(Given text Opens)
Leadership is service with responsibility.
Expected Fruit
Evangelism is not measured by activity, but by transformation.
Our expectation is not temporary response, but lasting fruit.
1. Lives Transformed
Men and women encountering Christ personally.
Repentance, restoration, healing, and renewed purpose.
2. New Believers Established
Not decisions alone — but disciples rooted in prayer, Scripture, and community.
3. Strengthened Churches
Existing churches refreshed with evangelistic vision, renewed participation, and new members integrated.
4. Ward-Based Communities of Faith
Sustainable home gatherings forming local Kingdom presence across Guildford.
5. Emerging Leaders
New leaders identified, trained, and released to serve.
6. A Visible Gospel Presence in the City
Christ proclaimed publicly and respectfully — restoring boldness and clarity to the Church’s witness.
7. Regional Impact
Through the Evangelistic Training Centre, workers equipped and sent beyond
A Foundational Conviction
At the heart of this mission stands a simple and unshakable conviction:
God is more interested in the salvation of souls than we are.
The advance of the Gospel is not a human initiative attempting to persuade heaven; it is heaven’s own purpose unfolding on earth. Jesus Himself declared that the harvest is plentiful. He did not say it might be plentiful, nor that it would become plentiful if conditions improved.
He stated it as a present reality. The fields are already white. The issue has never been God’s willingness to save, but the availability of workers to gather what He has prepared.
Evangelism, therefore, is not driven by anxiety or pressure, but by alignment. We align ourselves with the heart of the Father, who desires that none should perish. We step into what He is already doing.
The Spirit is already convicting. The Word is already powerful. Grace is already reaching. The Kingdom is already advancing. Our role is to participate faithfully in a divine initiative that began long before us and will continue beyond us.
(Given text Closes)
(Data section Opens)
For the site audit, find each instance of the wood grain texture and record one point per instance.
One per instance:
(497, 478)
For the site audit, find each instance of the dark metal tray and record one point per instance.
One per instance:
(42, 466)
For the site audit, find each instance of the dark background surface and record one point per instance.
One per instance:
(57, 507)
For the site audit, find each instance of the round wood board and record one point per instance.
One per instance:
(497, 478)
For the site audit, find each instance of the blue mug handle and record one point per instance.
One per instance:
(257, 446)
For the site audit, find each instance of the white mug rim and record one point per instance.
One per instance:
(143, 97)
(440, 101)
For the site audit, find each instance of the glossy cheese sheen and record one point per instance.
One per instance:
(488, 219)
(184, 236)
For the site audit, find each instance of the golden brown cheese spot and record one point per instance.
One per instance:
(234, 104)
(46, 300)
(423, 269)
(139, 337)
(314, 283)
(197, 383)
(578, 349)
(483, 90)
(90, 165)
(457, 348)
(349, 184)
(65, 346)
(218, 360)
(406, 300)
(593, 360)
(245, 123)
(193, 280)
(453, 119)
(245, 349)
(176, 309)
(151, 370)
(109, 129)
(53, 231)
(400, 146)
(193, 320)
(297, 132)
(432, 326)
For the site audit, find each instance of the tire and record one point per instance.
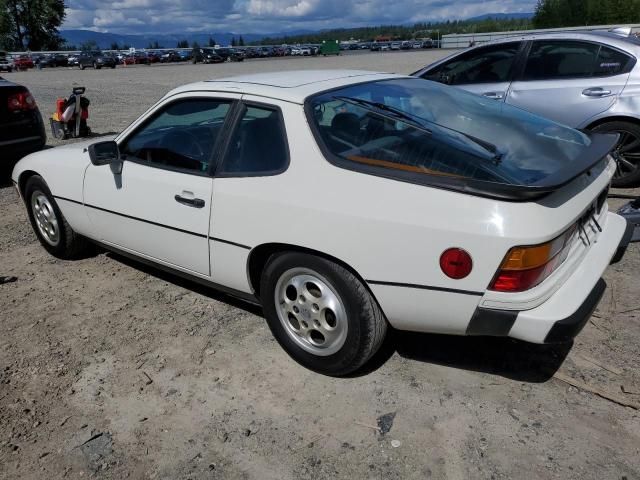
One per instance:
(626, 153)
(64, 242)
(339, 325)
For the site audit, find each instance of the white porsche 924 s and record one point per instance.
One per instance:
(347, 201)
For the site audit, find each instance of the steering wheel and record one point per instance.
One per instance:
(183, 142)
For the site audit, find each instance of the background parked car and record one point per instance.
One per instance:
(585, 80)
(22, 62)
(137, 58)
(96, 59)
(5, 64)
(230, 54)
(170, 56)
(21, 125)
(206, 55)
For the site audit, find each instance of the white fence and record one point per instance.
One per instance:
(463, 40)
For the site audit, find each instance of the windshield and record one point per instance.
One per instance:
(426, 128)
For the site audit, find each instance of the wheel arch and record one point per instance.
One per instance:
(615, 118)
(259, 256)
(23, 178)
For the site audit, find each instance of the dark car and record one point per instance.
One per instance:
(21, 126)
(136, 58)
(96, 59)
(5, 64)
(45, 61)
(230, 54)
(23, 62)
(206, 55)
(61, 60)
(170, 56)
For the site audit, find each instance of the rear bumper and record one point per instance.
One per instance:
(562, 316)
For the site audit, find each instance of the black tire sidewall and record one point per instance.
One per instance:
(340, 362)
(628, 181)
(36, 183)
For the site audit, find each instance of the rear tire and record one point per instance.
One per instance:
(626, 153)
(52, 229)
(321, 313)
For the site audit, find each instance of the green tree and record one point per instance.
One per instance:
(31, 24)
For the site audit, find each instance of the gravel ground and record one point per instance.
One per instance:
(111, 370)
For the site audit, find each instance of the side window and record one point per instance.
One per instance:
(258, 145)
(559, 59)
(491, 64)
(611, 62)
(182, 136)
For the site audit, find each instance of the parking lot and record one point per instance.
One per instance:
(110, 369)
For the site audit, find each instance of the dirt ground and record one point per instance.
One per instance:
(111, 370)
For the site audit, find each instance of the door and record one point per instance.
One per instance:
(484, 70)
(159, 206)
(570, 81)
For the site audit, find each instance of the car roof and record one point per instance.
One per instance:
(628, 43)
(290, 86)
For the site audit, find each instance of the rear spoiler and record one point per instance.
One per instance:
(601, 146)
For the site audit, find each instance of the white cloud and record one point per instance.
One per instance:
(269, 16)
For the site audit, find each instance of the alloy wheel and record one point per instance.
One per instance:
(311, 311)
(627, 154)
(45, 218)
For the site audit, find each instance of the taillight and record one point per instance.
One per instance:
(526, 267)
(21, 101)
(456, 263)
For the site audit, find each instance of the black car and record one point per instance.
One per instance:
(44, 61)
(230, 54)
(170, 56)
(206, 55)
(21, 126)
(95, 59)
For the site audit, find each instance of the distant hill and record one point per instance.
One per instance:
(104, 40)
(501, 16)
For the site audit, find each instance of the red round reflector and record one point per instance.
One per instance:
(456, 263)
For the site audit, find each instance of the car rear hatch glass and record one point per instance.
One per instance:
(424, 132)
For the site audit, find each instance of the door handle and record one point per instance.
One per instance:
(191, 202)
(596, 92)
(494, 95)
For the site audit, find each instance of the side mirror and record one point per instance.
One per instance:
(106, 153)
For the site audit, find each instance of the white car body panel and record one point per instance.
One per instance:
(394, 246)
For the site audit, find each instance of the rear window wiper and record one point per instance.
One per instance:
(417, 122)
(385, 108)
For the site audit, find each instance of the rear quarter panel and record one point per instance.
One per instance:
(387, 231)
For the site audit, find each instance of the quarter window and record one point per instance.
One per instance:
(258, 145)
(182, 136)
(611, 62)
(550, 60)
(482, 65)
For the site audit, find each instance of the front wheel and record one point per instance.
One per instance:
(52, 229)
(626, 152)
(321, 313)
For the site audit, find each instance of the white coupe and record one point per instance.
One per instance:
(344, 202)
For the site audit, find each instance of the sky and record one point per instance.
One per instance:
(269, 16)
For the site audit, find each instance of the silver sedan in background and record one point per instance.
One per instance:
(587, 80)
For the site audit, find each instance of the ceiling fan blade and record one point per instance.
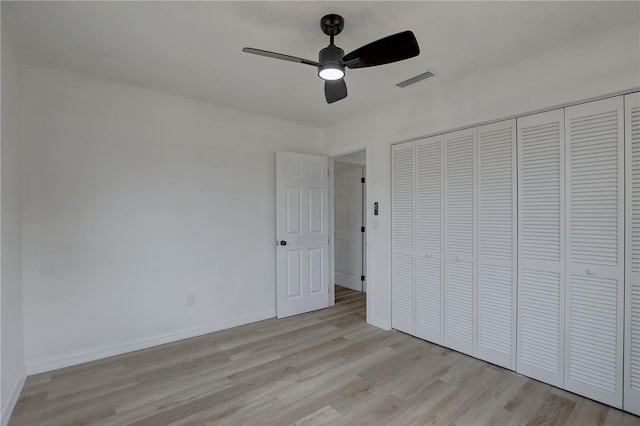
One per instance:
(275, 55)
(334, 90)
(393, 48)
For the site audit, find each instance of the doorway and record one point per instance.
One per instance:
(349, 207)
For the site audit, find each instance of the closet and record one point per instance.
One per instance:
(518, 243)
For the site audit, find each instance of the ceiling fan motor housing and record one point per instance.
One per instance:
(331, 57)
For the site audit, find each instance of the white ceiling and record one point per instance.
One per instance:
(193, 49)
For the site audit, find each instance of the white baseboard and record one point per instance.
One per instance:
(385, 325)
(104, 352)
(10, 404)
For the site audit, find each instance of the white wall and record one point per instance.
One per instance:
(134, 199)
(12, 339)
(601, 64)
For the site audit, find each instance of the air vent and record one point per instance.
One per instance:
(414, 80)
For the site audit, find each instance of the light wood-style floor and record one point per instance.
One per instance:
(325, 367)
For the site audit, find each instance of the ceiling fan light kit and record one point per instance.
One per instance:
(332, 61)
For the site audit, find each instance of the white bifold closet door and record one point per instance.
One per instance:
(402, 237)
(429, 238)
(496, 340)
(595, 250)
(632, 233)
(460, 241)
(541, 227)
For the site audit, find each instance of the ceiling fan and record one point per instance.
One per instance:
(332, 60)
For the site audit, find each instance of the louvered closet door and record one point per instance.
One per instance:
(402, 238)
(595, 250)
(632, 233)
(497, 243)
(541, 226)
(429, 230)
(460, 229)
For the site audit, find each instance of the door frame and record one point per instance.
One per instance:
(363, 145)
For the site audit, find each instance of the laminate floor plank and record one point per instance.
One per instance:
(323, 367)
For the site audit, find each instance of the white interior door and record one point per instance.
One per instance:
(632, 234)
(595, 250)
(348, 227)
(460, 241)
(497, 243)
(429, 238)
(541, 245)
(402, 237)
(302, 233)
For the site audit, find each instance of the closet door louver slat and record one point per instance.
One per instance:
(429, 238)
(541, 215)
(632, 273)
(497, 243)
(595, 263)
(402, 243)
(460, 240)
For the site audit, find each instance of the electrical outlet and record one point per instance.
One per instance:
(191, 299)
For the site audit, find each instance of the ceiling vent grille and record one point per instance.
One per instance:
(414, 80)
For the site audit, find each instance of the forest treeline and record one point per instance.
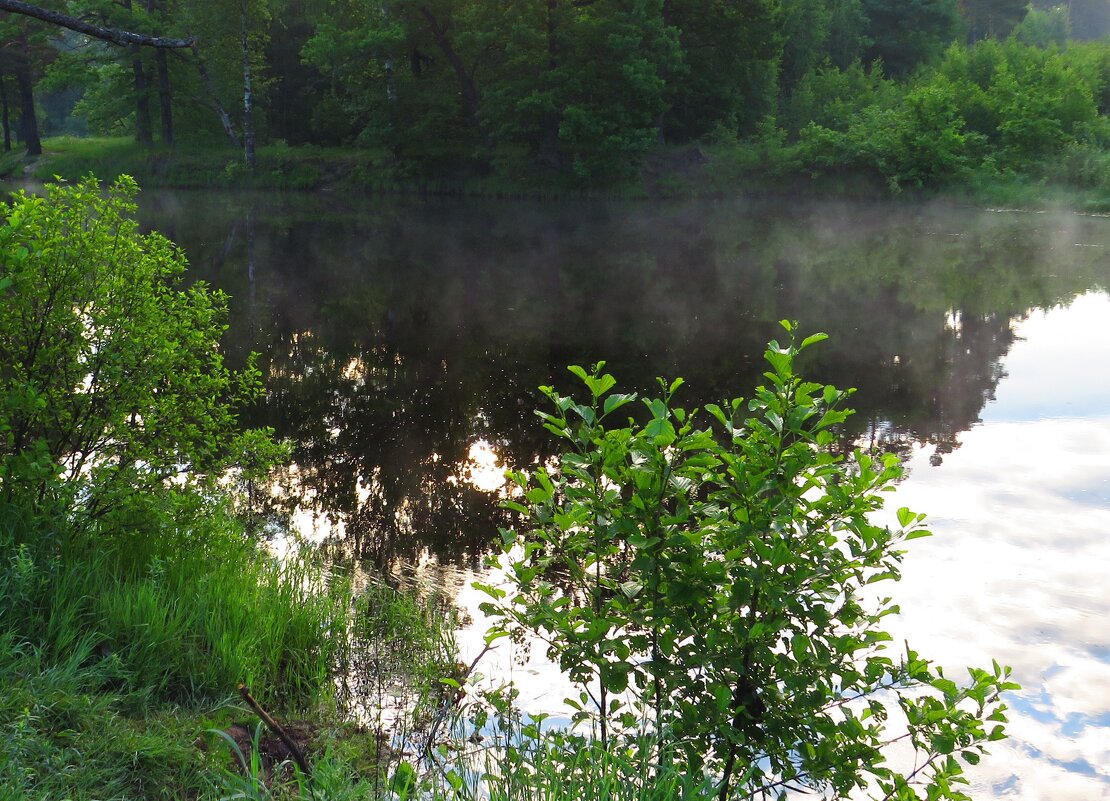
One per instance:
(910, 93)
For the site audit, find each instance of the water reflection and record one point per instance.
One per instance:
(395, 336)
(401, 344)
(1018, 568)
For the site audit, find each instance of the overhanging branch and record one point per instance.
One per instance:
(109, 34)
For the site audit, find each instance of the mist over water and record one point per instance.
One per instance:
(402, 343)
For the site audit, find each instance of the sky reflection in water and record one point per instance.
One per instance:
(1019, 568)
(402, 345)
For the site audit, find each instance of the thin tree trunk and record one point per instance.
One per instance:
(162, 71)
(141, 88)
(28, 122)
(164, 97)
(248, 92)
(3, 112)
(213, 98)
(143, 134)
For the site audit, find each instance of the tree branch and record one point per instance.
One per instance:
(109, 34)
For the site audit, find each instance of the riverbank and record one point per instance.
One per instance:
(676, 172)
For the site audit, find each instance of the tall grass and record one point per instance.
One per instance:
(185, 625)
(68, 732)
(Data section Closes)
(Data section Opens)
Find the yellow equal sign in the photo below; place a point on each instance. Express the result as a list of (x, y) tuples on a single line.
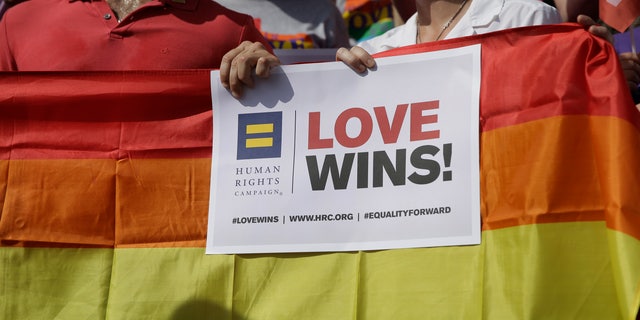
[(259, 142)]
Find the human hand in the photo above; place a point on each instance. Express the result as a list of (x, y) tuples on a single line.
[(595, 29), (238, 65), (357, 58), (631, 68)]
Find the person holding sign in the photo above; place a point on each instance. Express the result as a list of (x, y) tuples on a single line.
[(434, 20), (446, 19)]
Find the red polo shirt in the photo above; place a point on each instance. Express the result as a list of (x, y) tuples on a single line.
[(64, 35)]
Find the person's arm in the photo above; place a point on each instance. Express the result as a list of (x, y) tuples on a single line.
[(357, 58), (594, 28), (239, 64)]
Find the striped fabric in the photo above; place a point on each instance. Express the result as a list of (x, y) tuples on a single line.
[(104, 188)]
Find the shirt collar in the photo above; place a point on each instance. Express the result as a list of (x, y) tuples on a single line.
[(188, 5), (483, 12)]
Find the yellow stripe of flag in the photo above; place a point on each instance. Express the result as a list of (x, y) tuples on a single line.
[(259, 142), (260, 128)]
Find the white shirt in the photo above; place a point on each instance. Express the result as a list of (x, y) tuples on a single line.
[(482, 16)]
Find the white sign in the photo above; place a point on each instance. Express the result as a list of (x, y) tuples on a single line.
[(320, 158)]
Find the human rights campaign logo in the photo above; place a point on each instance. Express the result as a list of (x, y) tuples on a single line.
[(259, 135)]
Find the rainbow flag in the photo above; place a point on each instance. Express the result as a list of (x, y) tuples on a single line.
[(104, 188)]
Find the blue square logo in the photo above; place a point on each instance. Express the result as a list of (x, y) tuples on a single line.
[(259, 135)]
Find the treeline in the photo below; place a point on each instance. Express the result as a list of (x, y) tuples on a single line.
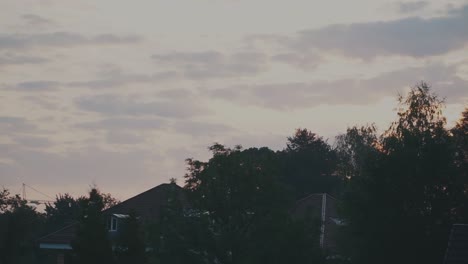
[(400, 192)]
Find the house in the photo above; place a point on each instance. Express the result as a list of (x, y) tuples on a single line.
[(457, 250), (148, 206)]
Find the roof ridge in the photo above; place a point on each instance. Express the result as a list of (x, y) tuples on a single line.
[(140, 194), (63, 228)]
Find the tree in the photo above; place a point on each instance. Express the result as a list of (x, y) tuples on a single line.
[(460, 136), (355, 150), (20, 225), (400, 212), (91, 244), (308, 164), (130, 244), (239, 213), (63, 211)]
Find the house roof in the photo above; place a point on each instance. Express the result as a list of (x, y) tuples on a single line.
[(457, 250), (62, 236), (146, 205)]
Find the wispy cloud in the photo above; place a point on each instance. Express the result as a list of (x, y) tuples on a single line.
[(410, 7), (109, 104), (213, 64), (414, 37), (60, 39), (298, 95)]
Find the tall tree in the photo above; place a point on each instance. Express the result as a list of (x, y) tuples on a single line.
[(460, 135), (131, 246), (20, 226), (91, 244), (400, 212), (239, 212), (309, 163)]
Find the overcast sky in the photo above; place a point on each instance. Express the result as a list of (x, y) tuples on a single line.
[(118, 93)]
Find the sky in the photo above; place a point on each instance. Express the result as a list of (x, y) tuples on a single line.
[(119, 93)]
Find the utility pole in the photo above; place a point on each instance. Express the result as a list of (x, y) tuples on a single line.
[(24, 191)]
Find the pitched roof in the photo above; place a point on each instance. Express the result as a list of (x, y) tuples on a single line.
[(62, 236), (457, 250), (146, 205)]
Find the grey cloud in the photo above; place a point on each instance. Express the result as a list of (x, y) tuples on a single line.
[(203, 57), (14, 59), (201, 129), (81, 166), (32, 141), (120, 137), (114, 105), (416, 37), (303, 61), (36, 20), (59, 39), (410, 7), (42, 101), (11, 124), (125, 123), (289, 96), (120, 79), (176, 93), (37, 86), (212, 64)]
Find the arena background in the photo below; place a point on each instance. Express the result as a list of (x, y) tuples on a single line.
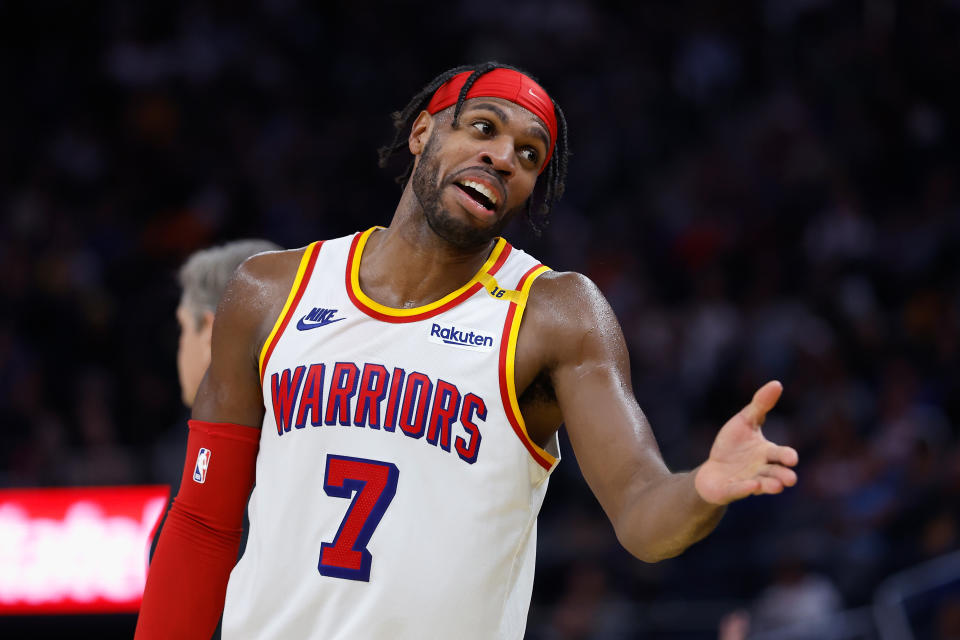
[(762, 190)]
(Data section Closes)
(Data section Opens)
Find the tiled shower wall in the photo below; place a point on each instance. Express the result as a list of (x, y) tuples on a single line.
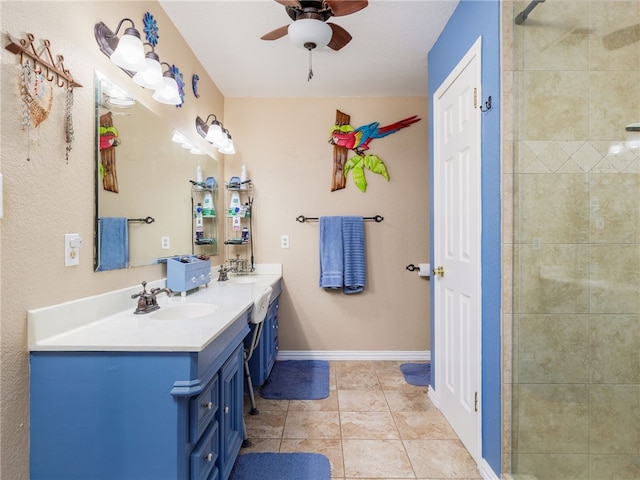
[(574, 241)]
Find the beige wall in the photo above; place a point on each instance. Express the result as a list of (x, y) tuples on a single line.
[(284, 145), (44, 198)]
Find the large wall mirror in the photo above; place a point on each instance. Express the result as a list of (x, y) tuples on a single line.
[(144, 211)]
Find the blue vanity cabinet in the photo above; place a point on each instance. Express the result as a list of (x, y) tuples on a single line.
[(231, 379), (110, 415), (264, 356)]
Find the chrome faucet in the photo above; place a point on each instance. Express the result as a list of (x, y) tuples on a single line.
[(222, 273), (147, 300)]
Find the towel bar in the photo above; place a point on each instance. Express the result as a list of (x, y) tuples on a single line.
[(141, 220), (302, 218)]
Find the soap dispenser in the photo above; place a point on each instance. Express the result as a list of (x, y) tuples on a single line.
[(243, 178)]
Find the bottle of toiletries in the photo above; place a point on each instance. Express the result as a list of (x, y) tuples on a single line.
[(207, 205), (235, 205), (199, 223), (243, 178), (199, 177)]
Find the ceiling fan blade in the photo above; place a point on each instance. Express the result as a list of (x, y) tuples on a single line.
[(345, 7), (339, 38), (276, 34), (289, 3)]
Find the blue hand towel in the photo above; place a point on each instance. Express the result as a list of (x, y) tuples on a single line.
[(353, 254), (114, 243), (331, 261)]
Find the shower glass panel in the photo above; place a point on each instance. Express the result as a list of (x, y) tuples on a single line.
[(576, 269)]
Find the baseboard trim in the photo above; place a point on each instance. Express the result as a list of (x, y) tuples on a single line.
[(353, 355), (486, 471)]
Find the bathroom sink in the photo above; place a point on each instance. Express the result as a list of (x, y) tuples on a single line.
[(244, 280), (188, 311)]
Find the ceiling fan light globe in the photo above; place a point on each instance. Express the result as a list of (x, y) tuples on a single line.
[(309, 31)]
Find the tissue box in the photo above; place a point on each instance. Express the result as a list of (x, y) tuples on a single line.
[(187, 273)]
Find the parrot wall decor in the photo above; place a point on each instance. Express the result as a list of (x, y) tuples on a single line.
(Data section Closes)
- **Assigned task A**
List the seven numbered kinds of expected fruit that the evangelism text names.
- **Assigned task B**
Reproduce everything in the evangelism text from "Evangelism, therefore, is" down to "continue beyond us.".

- **Task output A**
1. Lives Transformed
2. New Believers Established
3. Strengthened Churches
4. Ward-Based Communities of Faith
5. Emerging Leaders
6. A Visible Gospel Presence in the City
7. Regional Impact

- **Task output B**
Evangelism, therefore, is not driven by anxiety or pressure, but by alignment. We align ourselves with the heart of the Father, who desires that none should perish. We step into what He is already doing.
The Spirit is already convicting. The Word is already powerful. Grace is already reaching. The Kingdom is already advancing. Our role is to participate faithfully in a divine initiative that began long before us and will continue beyond us.